── Text block

Why We Repeat Pain: Repetition Compulsion, Gambling, and the Nervous System
Hello there to all my loyal readers who have patiently stuck around and waited an entire 7 months for a new blog post to come out. Due to some changes in my work patterns, I suddenly found myself with absolutely no time to write. Days turned to weeks, and weeks turned to months. As with all slipping habits, it gets harder to reinstate them. I am no exception, despite giving a good talk to all my clients about sticking with good habits and building momentum.
I hope you enjoy this new blog post relating to being hooked on unpredictability and inconsistency. This is a post about healing what lies beneath the surface. I hope it can be of help!
Repetition compulsion- why we repeat painful experiences
As a Psychologist who worked mainly with behavioural approaches, I still find some nuggets from Freud’s teachings truly fascinating. The concept of repetition compulsion is one of them. Repetition compulsion refers to the tendency to unconsciously act out past traumas.
Essentially, the nervous system puts its past learning on repeat by seeking out situations that will recreate a familiar set of emotions.
This drive to repeat painful or unresolved issues can be seen as a subconscious attempt to seek resolution or gain mastery. Unfortunately, this is rarely the outcome. Certainly not straight away. Instead, the pattern can drive a person to continue to reenact emotional pain and, as a result, often compound the negative experiences, leaving the person feeling even more trapped and powerless!

────
── Raw data

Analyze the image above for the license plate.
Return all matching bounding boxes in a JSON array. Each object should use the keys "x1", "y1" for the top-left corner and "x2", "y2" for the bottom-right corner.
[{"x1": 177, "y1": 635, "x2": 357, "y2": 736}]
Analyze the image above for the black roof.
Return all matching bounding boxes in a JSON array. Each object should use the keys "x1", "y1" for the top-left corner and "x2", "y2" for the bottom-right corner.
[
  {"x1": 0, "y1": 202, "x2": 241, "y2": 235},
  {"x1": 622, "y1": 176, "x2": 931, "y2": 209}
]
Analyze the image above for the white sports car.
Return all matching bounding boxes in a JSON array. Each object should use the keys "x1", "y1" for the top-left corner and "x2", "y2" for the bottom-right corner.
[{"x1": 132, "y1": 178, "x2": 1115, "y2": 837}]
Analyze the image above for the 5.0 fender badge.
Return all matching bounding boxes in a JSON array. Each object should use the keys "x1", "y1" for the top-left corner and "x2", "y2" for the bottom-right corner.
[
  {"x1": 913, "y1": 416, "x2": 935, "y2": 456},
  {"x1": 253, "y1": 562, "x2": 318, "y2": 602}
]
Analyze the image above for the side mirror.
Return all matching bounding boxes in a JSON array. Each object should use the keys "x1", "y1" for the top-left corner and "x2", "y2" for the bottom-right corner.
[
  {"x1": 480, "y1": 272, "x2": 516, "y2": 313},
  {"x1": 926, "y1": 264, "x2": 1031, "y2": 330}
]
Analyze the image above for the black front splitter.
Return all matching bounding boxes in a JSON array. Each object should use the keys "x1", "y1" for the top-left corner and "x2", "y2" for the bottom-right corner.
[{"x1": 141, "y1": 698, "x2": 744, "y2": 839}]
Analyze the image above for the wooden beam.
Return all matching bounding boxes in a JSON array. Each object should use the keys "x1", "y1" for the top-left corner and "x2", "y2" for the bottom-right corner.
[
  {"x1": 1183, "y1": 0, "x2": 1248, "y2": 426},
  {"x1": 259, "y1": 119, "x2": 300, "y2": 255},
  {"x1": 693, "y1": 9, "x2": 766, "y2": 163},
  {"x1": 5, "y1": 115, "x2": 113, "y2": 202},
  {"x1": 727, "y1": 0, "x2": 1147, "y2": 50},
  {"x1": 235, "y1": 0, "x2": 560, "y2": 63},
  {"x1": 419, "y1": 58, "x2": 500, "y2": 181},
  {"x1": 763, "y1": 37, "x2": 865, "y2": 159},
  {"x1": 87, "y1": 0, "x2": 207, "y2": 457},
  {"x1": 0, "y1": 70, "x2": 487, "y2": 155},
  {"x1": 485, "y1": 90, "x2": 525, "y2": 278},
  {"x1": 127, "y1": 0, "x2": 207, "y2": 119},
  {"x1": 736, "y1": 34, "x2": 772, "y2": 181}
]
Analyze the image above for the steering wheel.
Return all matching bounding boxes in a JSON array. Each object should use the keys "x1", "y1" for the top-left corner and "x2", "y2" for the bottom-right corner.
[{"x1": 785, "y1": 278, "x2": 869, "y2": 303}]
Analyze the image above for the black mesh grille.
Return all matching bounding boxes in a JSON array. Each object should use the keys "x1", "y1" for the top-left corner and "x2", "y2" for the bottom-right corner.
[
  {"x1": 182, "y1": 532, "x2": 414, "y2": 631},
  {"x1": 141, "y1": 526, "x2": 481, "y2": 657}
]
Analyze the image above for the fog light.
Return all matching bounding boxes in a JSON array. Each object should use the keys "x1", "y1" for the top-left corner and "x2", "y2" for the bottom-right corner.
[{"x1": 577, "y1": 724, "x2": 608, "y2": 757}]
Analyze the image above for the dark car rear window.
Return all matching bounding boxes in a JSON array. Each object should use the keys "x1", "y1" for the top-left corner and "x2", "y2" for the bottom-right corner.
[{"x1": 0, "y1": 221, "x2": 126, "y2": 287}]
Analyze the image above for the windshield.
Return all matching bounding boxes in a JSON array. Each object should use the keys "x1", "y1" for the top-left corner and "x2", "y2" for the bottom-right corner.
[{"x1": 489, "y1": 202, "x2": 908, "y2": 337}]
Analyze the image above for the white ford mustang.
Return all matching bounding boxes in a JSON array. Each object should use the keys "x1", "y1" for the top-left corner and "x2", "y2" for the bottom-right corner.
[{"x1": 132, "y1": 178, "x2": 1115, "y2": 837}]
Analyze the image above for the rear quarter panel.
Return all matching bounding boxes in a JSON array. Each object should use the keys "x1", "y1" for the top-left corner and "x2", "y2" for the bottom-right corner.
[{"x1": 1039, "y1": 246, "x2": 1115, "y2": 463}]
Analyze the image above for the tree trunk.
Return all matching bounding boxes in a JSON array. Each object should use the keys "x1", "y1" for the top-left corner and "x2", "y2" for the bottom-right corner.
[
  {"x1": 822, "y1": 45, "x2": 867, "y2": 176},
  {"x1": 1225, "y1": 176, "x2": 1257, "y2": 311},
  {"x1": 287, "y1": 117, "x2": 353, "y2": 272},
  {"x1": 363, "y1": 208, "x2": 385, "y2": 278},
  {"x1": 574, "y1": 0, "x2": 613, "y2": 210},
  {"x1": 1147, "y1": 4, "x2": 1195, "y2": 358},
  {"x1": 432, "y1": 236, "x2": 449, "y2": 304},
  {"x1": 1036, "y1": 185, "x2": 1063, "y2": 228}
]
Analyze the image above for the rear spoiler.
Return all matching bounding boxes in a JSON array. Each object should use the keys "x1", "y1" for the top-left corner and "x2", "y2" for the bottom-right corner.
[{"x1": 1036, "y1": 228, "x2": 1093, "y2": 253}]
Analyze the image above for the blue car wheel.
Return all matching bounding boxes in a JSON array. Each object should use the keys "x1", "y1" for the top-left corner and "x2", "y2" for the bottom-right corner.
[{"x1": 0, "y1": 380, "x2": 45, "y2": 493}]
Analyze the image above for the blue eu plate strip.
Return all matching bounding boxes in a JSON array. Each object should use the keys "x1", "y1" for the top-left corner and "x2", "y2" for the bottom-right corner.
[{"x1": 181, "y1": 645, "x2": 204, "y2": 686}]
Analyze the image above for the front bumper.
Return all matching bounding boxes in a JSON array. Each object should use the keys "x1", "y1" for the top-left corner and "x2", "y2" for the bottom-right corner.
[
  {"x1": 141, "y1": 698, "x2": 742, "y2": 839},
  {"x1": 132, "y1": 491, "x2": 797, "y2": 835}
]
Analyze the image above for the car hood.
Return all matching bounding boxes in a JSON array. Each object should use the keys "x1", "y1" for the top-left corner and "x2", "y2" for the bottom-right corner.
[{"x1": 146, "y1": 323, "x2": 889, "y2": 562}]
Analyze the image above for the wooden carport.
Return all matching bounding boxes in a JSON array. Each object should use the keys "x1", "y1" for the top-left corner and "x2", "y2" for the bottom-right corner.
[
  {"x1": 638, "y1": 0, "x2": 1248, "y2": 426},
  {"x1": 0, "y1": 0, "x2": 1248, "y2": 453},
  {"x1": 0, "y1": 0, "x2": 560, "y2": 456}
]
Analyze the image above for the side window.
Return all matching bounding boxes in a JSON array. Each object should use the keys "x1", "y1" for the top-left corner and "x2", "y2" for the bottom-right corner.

────
── Raw data

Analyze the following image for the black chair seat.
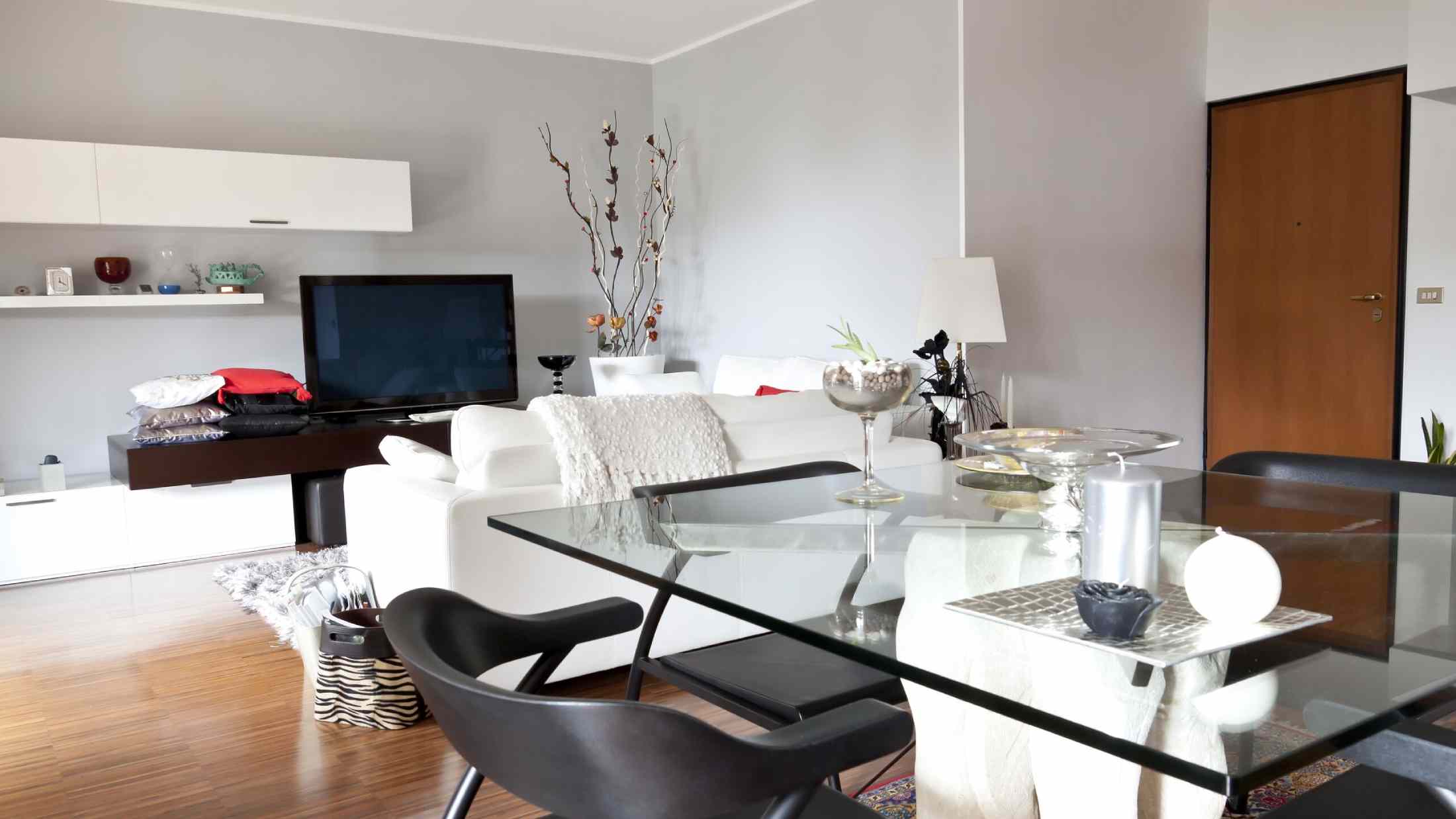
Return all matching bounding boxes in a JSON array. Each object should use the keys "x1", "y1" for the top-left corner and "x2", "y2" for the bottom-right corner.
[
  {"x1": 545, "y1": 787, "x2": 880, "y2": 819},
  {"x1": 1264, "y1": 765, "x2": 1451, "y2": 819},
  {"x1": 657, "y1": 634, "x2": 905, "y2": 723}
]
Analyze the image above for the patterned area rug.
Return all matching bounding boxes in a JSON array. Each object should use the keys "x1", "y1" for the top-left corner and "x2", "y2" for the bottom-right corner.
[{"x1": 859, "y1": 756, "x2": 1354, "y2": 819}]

────
── Raw data

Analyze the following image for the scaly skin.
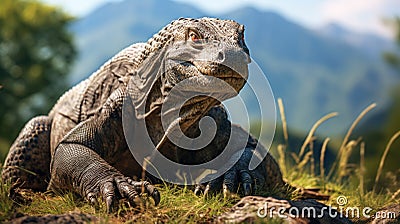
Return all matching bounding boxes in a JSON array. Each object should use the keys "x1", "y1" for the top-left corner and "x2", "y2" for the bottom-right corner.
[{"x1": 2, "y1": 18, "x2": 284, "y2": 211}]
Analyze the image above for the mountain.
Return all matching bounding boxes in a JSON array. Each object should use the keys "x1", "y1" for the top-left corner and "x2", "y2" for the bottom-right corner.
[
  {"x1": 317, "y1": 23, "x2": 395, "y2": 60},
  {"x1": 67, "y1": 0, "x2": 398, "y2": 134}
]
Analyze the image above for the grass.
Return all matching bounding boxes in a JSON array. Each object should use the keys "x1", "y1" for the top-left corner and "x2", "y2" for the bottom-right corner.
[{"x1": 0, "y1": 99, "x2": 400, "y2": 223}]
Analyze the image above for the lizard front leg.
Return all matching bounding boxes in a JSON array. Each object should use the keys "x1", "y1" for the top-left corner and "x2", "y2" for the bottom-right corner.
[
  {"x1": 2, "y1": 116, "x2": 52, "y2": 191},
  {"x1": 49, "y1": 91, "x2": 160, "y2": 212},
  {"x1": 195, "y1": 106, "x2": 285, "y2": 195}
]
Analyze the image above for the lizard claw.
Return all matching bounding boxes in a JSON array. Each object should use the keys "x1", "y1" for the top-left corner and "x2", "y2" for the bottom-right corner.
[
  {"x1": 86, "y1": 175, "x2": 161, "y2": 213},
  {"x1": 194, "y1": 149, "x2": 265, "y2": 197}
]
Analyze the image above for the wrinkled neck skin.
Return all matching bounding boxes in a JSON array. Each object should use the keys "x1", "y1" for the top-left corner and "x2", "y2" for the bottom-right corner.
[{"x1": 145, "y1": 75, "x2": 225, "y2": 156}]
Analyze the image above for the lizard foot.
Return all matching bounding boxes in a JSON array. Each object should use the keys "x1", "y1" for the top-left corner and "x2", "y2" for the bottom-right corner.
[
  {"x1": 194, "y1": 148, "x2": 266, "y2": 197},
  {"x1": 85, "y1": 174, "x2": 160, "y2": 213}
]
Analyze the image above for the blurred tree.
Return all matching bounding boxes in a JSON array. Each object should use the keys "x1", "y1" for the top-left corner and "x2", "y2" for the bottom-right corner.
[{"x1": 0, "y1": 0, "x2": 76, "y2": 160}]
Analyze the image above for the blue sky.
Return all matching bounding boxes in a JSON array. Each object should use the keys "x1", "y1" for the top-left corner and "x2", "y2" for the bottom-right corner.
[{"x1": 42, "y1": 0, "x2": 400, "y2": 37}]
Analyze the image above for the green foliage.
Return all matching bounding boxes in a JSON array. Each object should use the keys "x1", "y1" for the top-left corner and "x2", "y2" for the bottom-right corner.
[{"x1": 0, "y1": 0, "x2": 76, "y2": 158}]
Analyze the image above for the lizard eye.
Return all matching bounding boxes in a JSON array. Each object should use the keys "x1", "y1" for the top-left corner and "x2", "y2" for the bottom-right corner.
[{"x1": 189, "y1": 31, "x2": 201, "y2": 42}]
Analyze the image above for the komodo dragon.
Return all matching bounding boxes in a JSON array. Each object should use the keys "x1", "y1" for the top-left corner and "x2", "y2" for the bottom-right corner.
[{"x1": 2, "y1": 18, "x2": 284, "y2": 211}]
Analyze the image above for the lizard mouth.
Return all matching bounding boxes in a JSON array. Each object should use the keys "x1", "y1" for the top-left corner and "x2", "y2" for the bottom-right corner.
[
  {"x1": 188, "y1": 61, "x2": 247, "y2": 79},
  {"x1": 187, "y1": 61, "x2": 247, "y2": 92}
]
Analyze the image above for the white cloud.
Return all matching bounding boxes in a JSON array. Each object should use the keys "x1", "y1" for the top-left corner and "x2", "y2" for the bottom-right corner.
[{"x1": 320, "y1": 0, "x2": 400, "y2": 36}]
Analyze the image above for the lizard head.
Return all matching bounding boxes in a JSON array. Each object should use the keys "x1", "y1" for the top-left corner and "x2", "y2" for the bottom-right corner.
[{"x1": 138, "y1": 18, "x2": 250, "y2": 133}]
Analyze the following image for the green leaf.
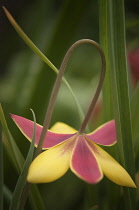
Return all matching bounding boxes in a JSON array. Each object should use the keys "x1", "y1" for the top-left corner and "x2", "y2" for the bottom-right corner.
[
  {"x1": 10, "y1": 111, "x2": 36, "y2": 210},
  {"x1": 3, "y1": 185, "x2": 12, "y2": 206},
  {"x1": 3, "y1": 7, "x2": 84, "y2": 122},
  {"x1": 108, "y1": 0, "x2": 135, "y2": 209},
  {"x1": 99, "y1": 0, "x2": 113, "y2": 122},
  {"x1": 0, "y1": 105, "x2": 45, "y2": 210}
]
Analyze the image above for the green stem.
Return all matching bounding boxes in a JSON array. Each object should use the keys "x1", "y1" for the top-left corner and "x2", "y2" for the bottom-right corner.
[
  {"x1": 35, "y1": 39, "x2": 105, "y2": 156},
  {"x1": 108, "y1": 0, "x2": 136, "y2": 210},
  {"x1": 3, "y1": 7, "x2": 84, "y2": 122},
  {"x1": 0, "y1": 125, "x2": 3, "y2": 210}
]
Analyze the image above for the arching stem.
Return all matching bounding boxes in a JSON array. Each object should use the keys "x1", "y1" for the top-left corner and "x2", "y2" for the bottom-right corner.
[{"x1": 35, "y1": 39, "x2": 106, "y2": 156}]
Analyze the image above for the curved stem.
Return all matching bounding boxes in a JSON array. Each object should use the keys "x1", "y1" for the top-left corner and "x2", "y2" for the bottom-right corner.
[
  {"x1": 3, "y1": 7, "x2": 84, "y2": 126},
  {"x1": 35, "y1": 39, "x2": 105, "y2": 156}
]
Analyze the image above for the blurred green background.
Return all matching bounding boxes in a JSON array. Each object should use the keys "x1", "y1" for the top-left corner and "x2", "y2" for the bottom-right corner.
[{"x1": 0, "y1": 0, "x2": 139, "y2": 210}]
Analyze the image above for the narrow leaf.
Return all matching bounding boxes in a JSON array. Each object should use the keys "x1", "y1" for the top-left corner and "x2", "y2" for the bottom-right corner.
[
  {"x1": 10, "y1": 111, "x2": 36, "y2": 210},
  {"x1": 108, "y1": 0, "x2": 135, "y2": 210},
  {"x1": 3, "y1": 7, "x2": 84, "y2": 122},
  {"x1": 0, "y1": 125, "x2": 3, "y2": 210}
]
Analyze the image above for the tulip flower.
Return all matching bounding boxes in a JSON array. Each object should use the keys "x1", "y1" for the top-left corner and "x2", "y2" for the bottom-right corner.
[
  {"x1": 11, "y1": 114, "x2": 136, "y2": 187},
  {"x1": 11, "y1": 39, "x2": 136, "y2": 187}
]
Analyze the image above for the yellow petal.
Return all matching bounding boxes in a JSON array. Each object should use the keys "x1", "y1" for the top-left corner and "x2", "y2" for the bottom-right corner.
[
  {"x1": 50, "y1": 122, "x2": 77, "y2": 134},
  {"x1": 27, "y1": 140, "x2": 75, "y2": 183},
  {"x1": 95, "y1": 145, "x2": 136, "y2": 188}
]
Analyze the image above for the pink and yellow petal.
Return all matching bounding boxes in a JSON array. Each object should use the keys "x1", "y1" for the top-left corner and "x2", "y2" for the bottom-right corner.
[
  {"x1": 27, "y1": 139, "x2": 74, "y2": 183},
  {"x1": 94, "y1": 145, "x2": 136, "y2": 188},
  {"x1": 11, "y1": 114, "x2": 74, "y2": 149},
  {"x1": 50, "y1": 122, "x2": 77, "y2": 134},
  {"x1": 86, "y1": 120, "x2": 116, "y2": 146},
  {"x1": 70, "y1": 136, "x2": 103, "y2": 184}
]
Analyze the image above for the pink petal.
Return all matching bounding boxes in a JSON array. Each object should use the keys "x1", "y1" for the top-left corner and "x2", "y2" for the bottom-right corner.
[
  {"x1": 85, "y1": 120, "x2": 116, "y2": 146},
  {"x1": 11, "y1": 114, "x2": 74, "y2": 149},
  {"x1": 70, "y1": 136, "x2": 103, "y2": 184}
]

────

Required action 1: According to the blog post on repetition compulsion, what does the term repetition compulsion refer to?
Required action 2: Please continue the blog post on repetition compulsion from where it stops, in the same voice.

Task response 1: The tendency to unconsciously act out past traumas.

Task response 2:
This pattern frequently occurs in addictions such as gambling and is also highly relevant to dysfunctional relationships. Gambling can create an illusion of providing a band-aid for challenging emotions that arise as a result of early unmet needs, neglect, abandonment and chaos. Meanwhile, the more conscious part of the mind will be wondering why on earth it is so hard to learn from the very real and negative current consequences of such behaviours.
“The patient cannot remember the whole of what is repressed in him, and what he cannot remember may be precisely the essential part of it.. He is obliged to repeat the repressed material as a contemporary experience instead of remembering it as something in the past.”
Quote by Sigmund Freud
I tend to view these types of compulsions as the mind’s desperate attempt to make you understand and opt for new healing pathways. The unconscious mind, which is largely programmed by our past experiences (particularly early ones), cleverly helps you manifest the circumstances externally that have once hurt you to make you wake up and understand how to heal from it.
This theory offers one way of understanding maladaptive habits and destructive coping styles that can help explain the painful reality of continuing to seek out more pain even in situations when, consciously, you may want nothing more than to end the pain cycle!
Your nervous system is trying to help you, but it might be running dated ‘programmes’
Our brain (through processes like pattern recognition, heuristics and implicit memory) simplifies information to conserve energy and allows for quick decision making. As such, it will enable us to operate with simplified ‘codes’ for approaching everyday life. Sadly, the nervous system does not think in moral or long-term well-being terms. It does not inherently distinguish between the kinds of learning that lead to emotional growth and freedom versus those that reinforce long-term distress or fear. It simply favours simplification and efficiency.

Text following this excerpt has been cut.